__PASSAGE SHOWN__.
Occupation warplanes have launched one of the heaviest waves of raids in weeks, flattening residential towers, schools, and displacement shelters across Gaza City. Fires burn through entire blocks as civil defense teams struggle to reach the wounded.
Confirmed targets so far:
– Al-Sitt Sura, Shuheibar, and Al-Aliya schools in Sweidi Al-Shati, sheltering hundreds of displaced families.
– Al-Noor Tower near the Ministry of Education, completely destroyed.
– Harz, Karizm, Skeik, Dawood, Al-Dallo, and Ashour residential buildings reduced to rubble.
– Multiple homes hit: Lothan, Al-Nadim, Al-Jarousha, Al-Madhoun, Abu Mar’i, Madoukh, Harz, Abu Suweirih, Daghmash, Al-Ifrangi, Al-Sharif.

__ACTIONS TO TAKE__.
1. Using the report on the Gaza City raids, answer:
(a) What are civil defense teams struggling to do?
(b) Which tower near the Ministry of Education was completely destroyed?
(c) In which area are the Al-Sitt Sura, Shuheibar, and Al-Aliya schools?
2. Proceed with the report on the Gaza City raids, starting right after its last line.
The listing that comes next has no connection to the report on the Gaza City raids.

__STUDY MATERIAL__.
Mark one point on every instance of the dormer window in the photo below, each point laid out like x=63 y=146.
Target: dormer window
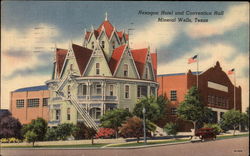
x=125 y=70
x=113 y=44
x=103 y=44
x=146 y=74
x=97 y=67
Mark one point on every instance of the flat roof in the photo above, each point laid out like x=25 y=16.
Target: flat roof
* * *
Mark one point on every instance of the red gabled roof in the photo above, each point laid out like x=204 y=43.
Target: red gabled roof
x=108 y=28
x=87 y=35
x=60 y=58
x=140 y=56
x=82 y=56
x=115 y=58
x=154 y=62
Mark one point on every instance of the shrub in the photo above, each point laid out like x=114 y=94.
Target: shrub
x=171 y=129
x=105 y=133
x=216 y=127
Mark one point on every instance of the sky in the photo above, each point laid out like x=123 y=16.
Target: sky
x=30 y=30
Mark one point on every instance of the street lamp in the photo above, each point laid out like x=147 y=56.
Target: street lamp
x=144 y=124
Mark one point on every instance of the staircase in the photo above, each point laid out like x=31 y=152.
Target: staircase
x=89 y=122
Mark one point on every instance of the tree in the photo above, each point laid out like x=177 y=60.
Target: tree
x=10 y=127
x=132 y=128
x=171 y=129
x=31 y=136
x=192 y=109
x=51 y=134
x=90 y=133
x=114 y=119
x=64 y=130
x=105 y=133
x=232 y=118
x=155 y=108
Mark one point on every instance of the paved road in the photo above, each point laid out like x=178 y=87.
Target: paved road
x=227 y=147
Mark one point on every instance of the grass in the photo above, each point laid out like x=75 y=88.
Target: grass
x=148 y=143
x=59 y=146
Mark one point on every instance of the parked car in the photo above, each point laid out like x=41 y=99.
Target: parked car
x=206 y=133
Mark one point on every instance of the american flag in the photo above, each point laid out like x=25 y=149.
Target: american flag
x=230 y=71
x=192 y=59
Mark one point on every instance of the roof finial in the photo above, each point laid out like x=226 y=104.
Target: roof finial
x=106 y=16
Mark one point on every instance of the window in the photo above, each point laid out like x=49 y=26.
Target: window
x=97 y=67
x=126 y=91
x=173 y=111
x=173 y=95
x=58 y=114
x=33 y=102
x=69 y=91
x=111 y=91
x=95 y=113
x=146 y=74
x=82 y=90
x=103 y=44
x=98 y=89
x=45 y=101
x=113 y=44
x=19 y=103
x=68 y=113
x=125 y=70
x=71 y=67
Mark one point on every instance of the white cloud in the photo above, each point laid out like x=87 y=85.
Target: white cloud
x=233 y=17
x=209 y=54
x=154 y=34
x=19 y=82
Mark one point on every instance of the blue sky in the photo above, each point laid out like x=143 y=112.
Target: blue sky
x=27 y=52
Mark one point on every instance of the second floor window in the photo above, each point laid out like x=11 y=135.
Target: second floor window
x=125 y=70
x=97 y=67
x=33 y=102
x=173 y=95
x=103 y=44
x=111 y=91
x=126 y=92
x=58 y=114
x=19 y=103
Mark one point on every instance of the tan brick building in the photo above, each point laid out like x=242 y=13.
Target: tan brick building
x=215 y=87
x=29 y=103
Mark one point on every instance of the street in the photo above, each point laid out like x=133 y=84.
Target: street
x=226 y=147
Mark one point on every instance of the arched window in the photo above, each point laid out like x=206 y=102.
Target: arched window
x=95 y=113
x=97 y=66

__TASK-BY-TASK OUTPUTS__.
1.
(a) Reach the wounded.
(b) Al-Noor Tower.
(c) Sweidi Al-Shati.

2.
– Public prosecution offices, the old TV building, internal security headquarters, and intelligence towers struck repeatedly.
– A displaced persons’ tent at Palestine Stadium targeted.
– Strikes west of Al-Quds Hospital and near Al-Sham’a Mosque in Al-Zaytoun.
Casualty reports are still coming in, with martyrs and wounded pulled from collapsed buildings at Al-Ghafri junction and Al-Yarmouk Street.
The scale of destruction is total war on civilian infrastructure, schools, courts, homes, and shelters bombed in succession. Gaza City is burning.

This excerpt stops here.